[Position identification records]

○ ○ ○ ○

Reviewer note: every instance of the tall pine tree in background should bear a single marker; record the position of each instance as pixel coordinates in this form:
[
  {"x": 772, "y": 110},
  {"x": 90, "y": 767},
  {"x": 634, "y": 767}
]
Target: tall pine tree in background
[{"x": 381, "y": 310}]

○ ○ ○ ○

Task directions.
Could you rewrite all the rows above in full, requests included, scaling every x and y coordinate in the answers by 2.1 and rounding to whole numbers, with halves rounded up? Leave the coordinates in the requests and their format samples unchanged.

Task output.
Reviewer note: every instance of the tall pine tree in background should bear a single marker; record the position of each instance as pixel coordinates in this form:
[
  {"x": 772, "y": 110},
  {"x": 90, "y": 767},
  {"x": 634, "y": 767}
]
Target: tall pine tree in background
[{"x": 800, "y": 651}]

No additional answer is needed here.